--- REQUEST ---
Copy out, unchanged, the part of the lines below that opens with the line containing "Extract row of" and closes with the line containing "xmin=0 ymin=569 xmax=579 ymax=849", including both of those lines.

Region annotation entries
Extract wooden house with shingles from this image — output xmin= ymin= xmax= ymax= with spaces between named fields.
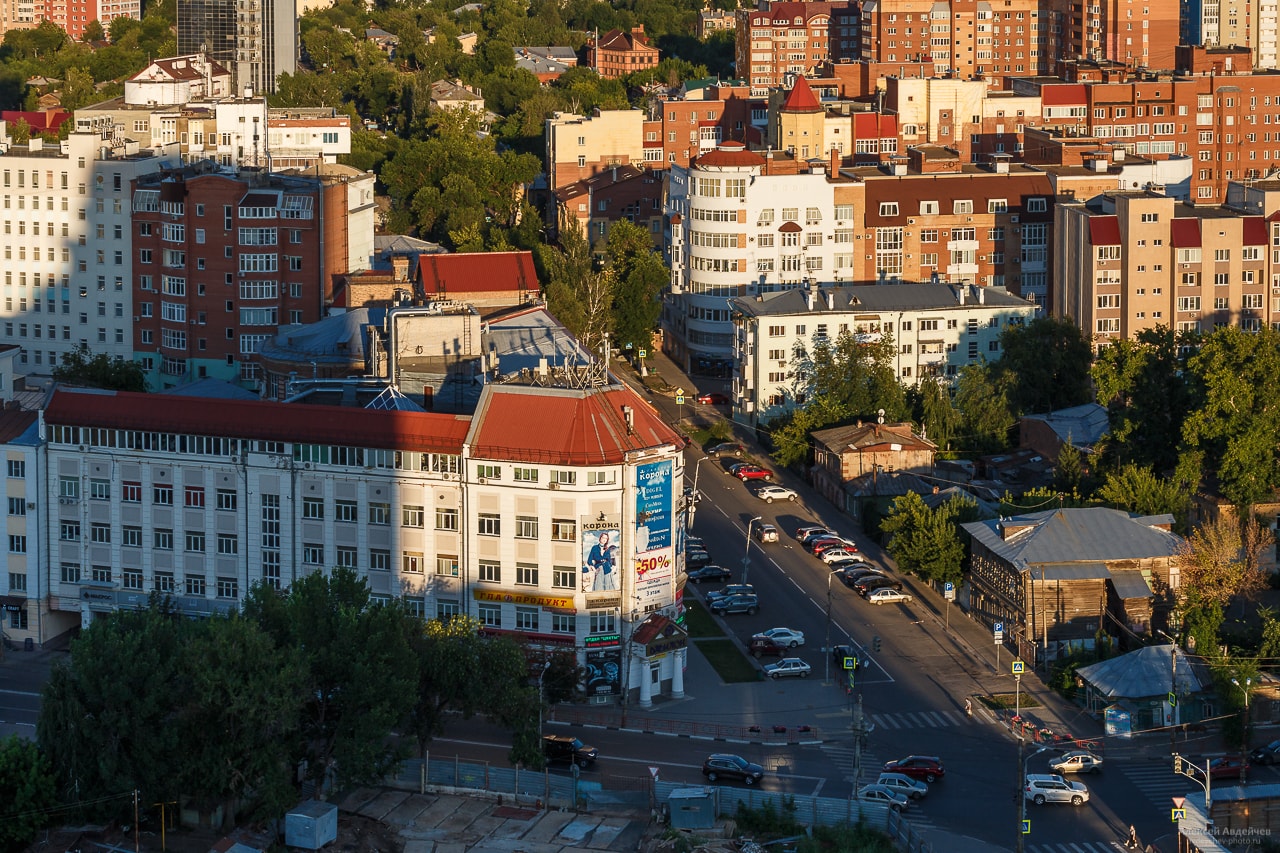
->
xmin=963 ymin=507 xmax=1181 ymax=661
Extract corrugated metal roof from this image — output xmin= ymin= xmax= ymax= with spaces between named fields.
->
xmin=45 ymin=387 xmax=471 ymax=455
xmin=963 ymin=507 xmax=1183 ymax=571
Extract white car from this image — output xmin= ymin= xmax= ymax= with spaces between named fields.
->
xmin=756 ymin=628 xmax=804 ymax=648
xmin=755 ymin=485 xmax=796 ymax=503
xmin=858 ymin=785 xmax=910 ymax=811
xmin=867 ymin=587 xmax=911 ymax=605
xmin=876 ymin=774 xmax=929 ymax=799
xmin=764 ymin=657 xmax=812 ymax=679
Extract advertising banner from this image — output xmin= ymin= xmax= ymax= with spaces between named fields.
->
xmin=582 ymin=516 xmax=622 ymax=592
xmin=584 ymin=647 xmax=622 ymax=695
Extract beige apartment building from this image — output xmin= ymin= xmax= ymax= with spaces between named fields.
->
xmin=1051 ymin=181 xmax=1280 ymax=347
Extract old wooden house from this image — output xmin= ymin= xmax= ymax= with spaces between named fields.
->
xmin=964 ymin=507 xmax=1181 ymax=661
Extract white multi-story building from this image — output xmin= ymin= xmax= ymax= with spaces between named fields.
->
xmin=732 ymin=284 xmax=1037 ymax=424
xmin=0 ymin=126 xmax=177 ymax=375
xmin=664 ymin=142 xmax=834 ymax=375
xmin=27 ymin=386 xmax=684 ymax=702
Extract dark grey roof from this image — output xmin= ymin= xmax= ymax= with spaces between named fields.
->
xmin=963 ymin=507 xmax=1181 ymax=571
xmin=733 ymin=283 xmax=1034 ymax=316
xmin=1024 ymin=403 xmax=1111 ymax=447
xmin=1075 ymin=646 xmax=1212 ymax=699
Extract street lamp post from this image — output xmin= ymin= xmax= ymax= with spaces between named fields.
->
xmin=742 ymin=515 xmax=764 ymax=584
xmin=1231 ymin=679 xmax=1253 ymax=785
xmin=1018 ymin=735 xmax=1050 ymax=853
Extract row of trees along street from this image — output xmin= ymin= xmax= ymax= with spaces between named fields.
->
xmin=762 ymin=318 xmax=1280 ymax=722
xmin=0 ymin=569 xmax=579 ymax=849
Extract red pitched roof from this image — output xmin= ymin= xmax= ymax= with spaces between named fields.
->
xmin=781 ymin=77 xmax=822 ymax=113
xmin=467 ymin=386 xmax=685 ymax=465
xmin=1089 ymin=216 xmax=1121 ymax=246
xmin=45 ymin=388 xmax=471 ymax=453
xmin=1244 ymin=216 xmax=1267 ymax=246
xmin=417 ymin=252 xmax=539 ymax=298
xmin=1169 ymin=219 xmax=1201 ymax=248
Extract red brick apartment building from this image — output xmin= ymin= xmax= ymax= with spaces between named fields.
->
xmin=133 ymin=167 xmax=348 ymax=388
xmin=586 ymin=24 xmax=658 ymax=78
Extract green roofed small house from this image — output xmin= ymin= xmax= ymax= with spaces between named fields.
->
xmin=961 ymin=507 xmax=1183 ymax=662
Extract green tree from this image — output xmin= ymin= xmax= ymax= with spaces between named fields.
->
xmin=54 ymin=343 xmax=147 ymax=391
xmin=408 ymin=617 xmax=538 ymax=763
xmin=1097 ymin=465 xmax=1190 ymax=528
xmin=955 ymin=361 xmax=1018 ymax=453
xmin=996 ymin=316 xmax=1093 ymax=414
xmin=0 ymin=735 xmax=58 ymax=853
xmin=173 ymin=615 xmax=307 ymax=829
xmin=881 ymin=492 xmax=978 ymax=583
xmin=244 ymin=569 xmax=417 ymax=784
xmin=1183 ymin=327 xmax=1280 ymax=510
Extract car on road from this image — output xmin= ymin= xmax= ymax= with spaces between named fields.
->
xmin=867 ymin=587 xmax=911 ymax=605
xmin=543 ymin=735 xmax=600 ymax=768
xmin=881 ymin=756 xmax=947 ymax=784
xmin=1208 ymin=756 xmax=1249 ymax=781
xmin=876 ymin=774 xmax=929 ymax=799
xmin=689 ymin=564 xmax=733 ymax=584
xmin=703 ymin=752 xmax=764 ymax=785
xmin=1048 ymin=749 xmax=1102 ymax=774
xmin=795 ymin=524 xmax=836 ymax=542
xmin=1023 ymin=774 xmax=1089 ymax=806
xmin=685 ymin=548 xmax=712 ymax=570
xmin=764 ymin=657 xmax=813 ymax=679
xmin=858 ymin=785 xmax=911 ymax=812
xmin=708 ymin=594 xmax=760 ymax=616
xmin=1249 ymin=740 xmax=1280 ymax=765
xmin=756 ymin=628 xmax=804 ymax=648
xmin=705 ymin=584 xmax=755 ymax=605
xmin=748 ymin=635 xmax=787 ymax=660
xmin=854 ymin=575 xmax=902 ymax=598
xmin=707 ymin=442 xmax=746 ymax=459
xmin=742 ymin=478 xmax=796 ymax=503
xmin=755 ymin=517 xmax=778 ymax=544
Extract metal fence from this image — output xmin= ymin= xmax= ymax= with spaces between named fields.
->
xmin=387 ymin=756 xmax=932 ymax=853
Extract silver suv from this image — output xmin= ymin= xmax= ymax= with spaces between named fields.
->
xmin=1023 ymin=774 xmax=1089 ymax=806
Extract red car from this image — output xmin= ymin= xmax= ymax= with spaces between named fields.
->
xmin=884 ymin=756 xmax=946 ymax=783
xmin=1208 ymin=756 xmax=1249 ymax=781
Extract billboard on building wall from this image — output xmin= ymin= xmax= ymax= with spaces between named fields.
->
xmin=582 ymin=516 xmax=622 ymax=592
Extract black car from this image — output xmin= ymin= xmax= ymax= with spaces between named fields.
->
xmin=686 ymin=564 xmax=733 ymax=584
xmin=543 ymin=735 xmax=600 ymax=768
xmin=1249 ymin=740 xmax=1280 ymax=765
xmin=703 ymin=752 xmax=764 ymax=785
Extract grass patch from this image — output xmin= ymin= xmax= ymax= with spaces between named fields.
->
xmin=698 ymin=639 xmax=760 ymax=684
xmin=979 ymin=693 xmax=1041 ymax=711
xmin=685 ymin=598 xmax=724 ymax=639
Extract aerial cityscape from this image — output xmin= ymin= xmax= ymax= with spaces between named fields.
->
xmin=0 ymin=0 xmax=1280 ymax=853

--- TASK OUTPUT ---
Extract row of trees along street from this image — output xmin= ymin= xmax= ymax= with spaces between named fields.
->
xmin=762 ymin=318 xmax=1280 ymax=722
xmin=0 ymin=569 xmax=579 ymax=849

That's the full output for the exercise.